Exercise prompt.
What you return should be every line below, word for word, and none of the images.

Point-per-instance localization data:

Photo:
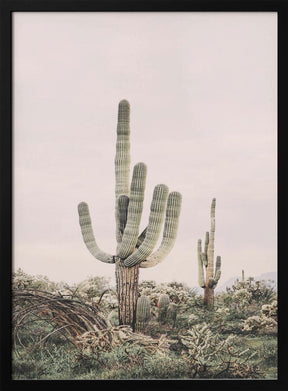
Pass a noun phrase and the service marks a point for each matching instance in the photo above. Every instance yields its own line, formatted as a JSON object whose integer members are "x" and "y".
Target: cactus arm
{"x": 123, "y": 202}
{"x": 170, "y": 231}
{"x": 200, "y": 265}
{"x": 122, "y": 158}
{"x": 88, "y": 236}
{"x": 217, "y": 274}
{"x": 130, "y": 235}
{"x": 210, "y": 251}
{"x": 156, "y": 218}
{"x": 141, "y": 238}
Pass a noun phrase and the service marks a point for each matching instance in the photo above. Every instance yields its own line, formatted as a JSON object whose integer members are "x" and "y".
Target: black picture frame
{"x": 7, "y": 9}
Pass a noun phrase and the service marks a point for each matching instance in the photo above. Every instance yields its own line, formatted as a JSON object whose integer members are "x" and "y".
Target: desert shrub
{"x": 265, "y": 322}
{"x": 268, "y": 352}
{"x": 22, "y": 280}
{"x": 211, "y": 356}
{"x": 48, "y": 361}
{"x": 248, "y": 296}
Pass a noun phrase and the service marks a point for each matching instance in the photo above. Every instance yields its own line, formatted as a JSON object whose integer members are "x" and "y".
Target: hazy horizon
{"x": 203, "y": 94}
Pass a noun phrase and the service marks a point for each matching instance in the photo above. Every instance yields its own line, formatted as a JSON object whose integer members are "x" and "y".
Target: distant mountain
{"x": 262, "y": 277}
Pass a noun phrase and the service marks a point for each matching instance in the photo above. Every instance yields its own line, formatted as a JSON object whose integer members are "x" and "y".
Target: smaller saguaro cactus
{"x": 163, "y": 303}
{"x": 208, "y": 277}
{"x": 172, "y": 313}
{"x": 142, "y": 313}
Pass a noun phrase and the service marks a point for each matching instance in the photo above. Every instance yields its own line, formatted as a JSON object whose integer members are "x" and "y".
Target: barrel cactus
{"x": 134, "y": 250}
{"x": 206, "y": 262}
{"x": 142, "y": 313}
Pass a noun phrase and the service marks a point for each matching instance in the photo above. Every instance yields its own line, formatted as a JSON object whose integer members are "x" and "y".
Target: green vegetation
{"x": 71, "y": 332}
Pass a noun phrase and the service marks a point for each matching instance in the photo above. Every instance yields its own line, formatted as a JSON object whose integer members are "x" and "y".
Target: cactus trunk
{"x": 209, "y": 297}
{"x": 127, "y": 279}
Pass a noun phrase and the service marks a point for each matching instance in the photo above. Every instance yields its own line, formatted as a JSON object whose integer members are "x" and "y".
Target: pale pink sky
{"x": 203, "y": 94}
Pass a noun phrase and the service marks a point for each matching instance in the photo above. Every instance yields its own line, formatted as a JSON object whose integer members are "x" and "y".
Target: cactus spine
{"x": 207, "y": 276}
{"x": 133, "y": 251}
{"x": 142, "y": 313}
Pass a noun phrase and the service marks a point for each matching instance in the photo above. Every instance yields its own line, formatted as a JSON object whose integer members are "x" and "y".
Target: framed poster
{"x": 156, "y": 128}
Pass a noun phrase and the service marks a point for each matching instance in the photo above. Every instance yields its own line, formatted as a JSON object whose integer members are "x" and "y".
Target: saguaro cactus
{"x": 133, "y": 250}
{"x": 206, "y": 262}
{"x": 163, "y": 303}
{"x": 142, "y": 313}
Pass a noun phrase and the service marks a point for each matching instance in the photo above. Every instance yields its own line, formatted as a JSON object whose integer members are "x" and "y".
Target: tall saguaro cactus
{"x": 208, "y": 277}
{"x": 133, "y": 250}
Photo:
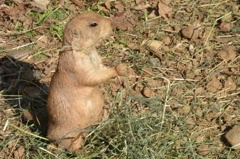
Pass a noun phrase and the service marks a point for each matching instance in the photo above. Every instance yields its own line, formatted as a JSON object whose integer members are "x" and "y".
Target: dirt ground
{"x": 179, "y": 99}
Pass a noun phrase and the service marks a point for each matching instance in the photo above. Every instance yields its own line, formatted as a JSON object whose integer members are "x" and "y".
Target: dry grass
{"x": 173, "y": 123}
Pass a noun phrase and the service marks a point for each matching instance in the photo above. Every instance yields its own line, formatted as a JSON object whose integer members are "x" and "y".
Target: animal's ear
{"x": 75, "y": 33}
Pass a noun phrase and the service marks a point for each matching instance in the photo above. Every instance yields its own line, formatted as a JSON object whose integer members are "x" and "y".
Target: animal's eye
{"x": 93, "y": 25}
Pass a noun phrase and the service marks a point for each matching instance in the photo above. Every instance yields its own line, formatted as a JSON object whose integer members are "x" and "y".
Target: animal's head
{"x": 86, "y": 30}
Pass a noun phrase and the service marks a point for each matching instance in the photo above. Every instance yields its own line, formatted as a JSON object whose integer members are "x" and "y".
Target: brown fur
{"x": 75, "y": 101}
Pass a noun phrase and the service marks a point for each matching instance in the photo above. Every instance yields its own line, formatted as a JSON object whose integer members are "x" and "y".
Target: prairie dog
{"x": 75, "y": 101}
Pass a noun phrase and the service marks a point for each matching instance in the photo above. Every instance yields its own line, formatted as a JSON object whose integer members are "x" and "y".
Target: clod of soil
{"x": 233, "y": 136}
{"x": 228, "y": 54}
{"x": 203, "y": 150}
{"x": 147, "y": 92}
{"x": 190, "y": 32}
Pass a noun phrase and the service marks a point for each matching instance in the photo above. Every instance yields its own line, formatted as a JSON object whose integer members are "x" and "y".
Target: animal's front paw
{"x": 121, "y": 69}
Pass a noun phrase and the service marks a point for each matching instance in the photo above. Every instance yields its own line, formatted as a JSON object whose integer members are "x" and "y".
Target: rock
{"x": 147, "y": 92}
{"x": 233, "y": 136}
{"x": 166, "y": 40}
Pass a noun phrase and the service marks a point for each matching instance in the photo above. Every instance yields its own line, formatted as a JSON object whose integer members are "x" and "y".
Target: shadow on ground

Task solution.
Photo:
Pass a noun phrase and the service marks a point for each matching instance in the photo above. Every instance yields its own line, formatted as a JSON object whose integer members are "x" and "y".
Target: cactus arm
{"x": 123, "y": 202}
{"x": 170, "y": 231}
{"x": 200, "y": 265}
{"x": 122, "y": 158}
{"x": 88, "y": 236}
{"x": 217, "y": 274}
{"x": 130, "y": 235}
{"x": 210, "y": 251}
{"x": 156, "y": 218}
{"x": 141, "y": 238}
Pass a noun phrase and the service marks a point for each matching instance in the photo above. Every instance yields its own line, formatted as a JSON object whose integer members are "x" and "y".
Target: black picture frame
{"x": 7, "y": 9}
Pass a noun phrase and the service marks a point for each matching instance in the photo above. Every instance yields its own line, formatted as a JSON object whose integer members are "x" and "y".
Target: desert shrub
{"x": 265, "y": 322}
{"x": 268, "y": 352}
{"x": 22, "y": 280}
{"x": 211, "y": 356}
{"x": 48, "y": 361}
{"x": 248, "y": 296}
Pass a noun phrase and the service marks a point for each matching instance in the photo above. Every instance yields its own line, formatted as a JSON object whose integer members are "x" and "y".
Target: hazy horizon
{"x": 203, "y": 94}
Pass a noun phrase and the service marks a point for each matching instance in the photo above. Every instance yields its own line, formatted as a JSON object whose integer members are "x" and "y".
Target: distant mountain
{"x": 262, "y": 277}
Pass a noun phrase and the service marks a point for each matching instance in the photo above. Every instance yields its own line, formatted as a JSON object whose integer members are "x" and "y".
Target: smaller saguaro cactus
{"x": 163, "y": 303}
{"x": 208, "y": 277}
{"x": 172, "y": 313}
{"x": 142, "y": 313}
Pass a noun phrase and the service marks a point for each matching instance in the photo above. Every instance yields its own line, formatted as a JSON object whose integer members are "x" and "y".
Target: barrel cactus
{"x": 134, "y": 250}
{"x": 206, "y": 262}
{"x": 142, "y": 313}
Pass a noun phrase and the service marks a point for each matching instance in the photo above. Every instance yields its own line, formatted as a JSON object whose integer members are "x" and "y".
Target: green vegetation
{"x": 71, "y": 332}
Pass a noun phrase and the service marks a point for each matching instance in the photo above. Every instance yields its own line, formatted as a JSON object whose integer members are "x" and "y".
Target: cactus trunk
{"x": 209, "y": 297}
{"x": 127, "y": 279}
Pass a noun phrase and the service marks a point for each matching instance in the photo above. Every instance yields its own line, formatted as a JSON object whose integer members are "x" and "y".
Target: pale pink sky
{"x": 203, "y": 94}
Pass a noun phrase and the service marks a point for each matching instance in the photo above. Every instance yields its own line, formatted as a JSON object whose integer members are "x" and "y".
Target: cactus spine
{"x": 207, "y": 276}
{"x": 133, "y": 251}
{"x": 142, "y": 313}
Pass a noun phrase and the service marks a point for each matching instance in the photo above. Every instance yields its own line, formatted as a JSON object whose integer members are "x" and "y".
Target: framed poster
{"x": 156, "y": 128}
Pass a noun phrase and the service marks a point for each matching instance in the photo above. Every instance yields its own line, formatted as a JSON object whose integer members are "x" and "y".
Target: saguaro cactus
{"x": 133, "y": 250}
{"x": 206, "y": 262}
{"x": 163, "y": 303}
{"x": 142, "y": 313}
Pass a noun phrase and the service marks a point for each matching instance in the photo above. Every instance yields its own line, formatted as a JSON object whose integer members are "x" and "y".
Target: tall saguaro cactus
{"x": 208, "y": 277}
{"x": 133, "y": 250}
Photo:
Pass a noun phrase and the service marks a point for each matching instance in the photo above. Every instance yields its own line, formatted as a JSON object whose integer members are "x" and "y".
Target: dirt ground
{"x": 179, "y": 99}
Pass a noun phrase and the service marks a point for each matching instance in the photo above. Every instance yields its own line, formatted as a JSON object whose integer members are "x" and "y".
Target: dry grass
{"x": 173, "y": 123}
Pass a noun phrase and the service marks a point for each matching instance in the photo above. Every instance yields its own line, formatted as a JSON object whose integer members are "x" and "y".
Target: animal's ear
{"x": 75, "y": 33}
Pass a noun phrase and the service marks a point for each matching instance in the photo above. Every instance yields its own line, formatted as a JSON object whose integer members are "x" and "y".
Target: animal's eye
{"x": 93, "y": 25}
Pass a noun phrase and the service marks a point for each matching instance in the photo above. Every instance yields its own line, formatted as a JSON object whose integer members are "x" and "y".
Target: animal's head
{"x": 86, "y": 30}
Pass a noun phrase and the service marks a point for each matching instance in the photo above. Every instance yields its own line, formatted as a JSON object whose integer members are "x" and "y".
Target: brown fur
{"x": 75, "y": 101}
Pass a noun phrase and the service marks a point for each matching instance in the photo above. Every instance yields its own line, formatted as a JSON object whose integer members are "x" and "y".
Target: prairie dog
{"x": 75, "y": 101}
Pass a noun phrase and the service marks a point for each matching instance in the photo above. Every instance yields its own line, formatted as a JSON object whose integer members are "x" and "y".
Target: clod of soil
{"x": 233, "y": 136}
{"x": 228, "y": 54}
{"x": 203, "y": 150}
{"x": 147, "y": 92}
{"x": 190, "y": 32}
Pass a noun phrase and the service marks a point for each matching instance in the photo above. Every instance yields its own line, formatted as a JSON object whose integer members are "x" and "y".
Target: animal's front paw
{"x": 121, "y": 69}
Pass a noun phrase and the service marks a point for each matching instance in the photo above. Every instance yields its own line, formatted as a JSON object whose integer members are "x" and "y".
Target: rock
{"x": 147, "y": 92}
{"x": 233, "y": 136}
{"x": 166, "y": 40}
Pass a noun phrase and the service marks a point for each matching instance in the photo above. Every instance yields its own line, formatted as a JSON object whose integer members are "x" and "y".
Target: shadow on ground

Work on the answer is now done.